→ **EXERCISE PROMPT**:
Each entry is to be output as written, so that none is missing.

→ **RECORDS PROVIDED**:
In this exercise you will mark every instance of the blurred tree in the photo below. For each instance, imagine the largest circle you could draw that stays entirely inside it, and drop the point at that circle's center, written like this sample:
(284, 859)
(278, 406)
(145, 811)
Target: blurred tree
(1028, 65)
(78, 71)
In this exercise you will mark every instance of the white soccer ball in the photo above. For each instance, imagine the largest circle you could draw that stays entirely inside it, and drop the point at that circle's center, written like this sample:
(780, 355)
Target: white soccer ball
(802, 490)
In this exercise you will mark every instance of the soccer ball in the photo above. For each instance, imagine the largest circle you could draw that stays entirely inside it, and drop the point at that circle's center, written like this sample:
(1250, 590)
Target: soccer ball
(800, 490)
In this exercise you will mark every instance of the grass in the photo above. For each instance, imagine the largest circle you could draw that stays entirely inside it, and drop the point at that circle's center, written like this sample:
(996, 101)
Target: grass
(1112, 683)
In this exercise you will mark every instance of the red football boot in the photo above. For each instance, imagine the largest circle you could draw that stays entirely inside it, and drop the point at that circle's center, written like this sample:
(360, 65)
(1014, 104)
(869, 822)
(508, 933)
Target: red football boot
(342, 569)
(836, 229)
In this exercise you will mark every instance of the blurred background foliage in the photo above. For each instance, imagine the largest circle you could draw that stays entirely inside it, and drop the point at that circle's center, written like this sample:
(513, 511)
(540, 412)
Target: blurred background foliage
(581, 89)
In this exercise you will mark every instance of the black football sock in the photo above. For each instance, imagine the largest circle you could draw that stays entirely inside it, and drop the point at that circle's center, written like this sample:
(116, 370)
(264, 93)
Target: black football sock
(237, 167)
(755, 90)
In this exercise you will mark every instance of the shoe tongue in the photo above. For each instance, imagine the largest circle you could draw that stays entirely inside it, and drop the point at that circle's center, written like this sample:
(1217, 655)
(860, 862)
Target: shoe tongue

→ **RESULT FOR THIS TASK**:
In this exercise you will mark every instance of the blurred tree in the photo below. For each instance, imagine the largest circle you could draw that stays entirely inside it, and drop the point at that circle's center, written like this sample:
(284, 859)
(278, 406)
(145, 811)
Target: blurred tree
(1028, 65)
(78, 71)
In this exercise you will mark every instance of the white soccer ball in the photo above. For each instance, imagine the largest circle you could draw that stays entirely inside it, and drop the point at that circle's center, written like this sample:
(780, 355)
Target: white soccer ball
(802, 490)
In this exercise you will mark every instance of the soccer ball in the photo above. For each instance, imagine the largest circle you could draw that stays entirely inside it, and drop the point at that circle's center, written like this sample:
(1250, 590)
Target: soccer ball
(800, 490)
In this exercise you will mark every instance of the grass in the photo above. For each instance, imagine the largest circle you could draw that stays entirely inside it, and drop the point at that circle's center, written like this sample:
(996, 101)
Target: grass
(1112, 683)
In this exercise you will mark every instance of the red football boot in the photo above. For each instance, imagine the largest circle you could draw that stays entirely inside it, and drop the point at that circle's center, written like this sample:
(360, 65)
(1014, 104)
(869, 822)
(508, 933)
Target: red football boot
(342, 569)
(836, 229)
In this exercise you will mark every instance of the blurred background foliage in the photo above. For each instance, imagine the largest circle you could draw that stays entirely inside it, and drop the point at that circle's center, written like this sample:
(513, 511)
(540, 412)
Target: blurred background foliage
(581, 89)
In this exercise you will mark every instance of the black football sock in the photo above. For each instance, imagine the largest circle you could draw that stays entirely inside it, and drop the point at that circle's center, written like this sample:
(116, 370)
(264, 93)
Target: black football sock
(237, 167)
(755, 90)
In this exercise you will mark every instance of the shoe tongue in the photo above. For each instance, imagine the largest circle you could draw that stays entirely inside it, and drop the point at that circle's center, written like this sample:
(1217, 655)
(860, 862)
Target: shoe tongue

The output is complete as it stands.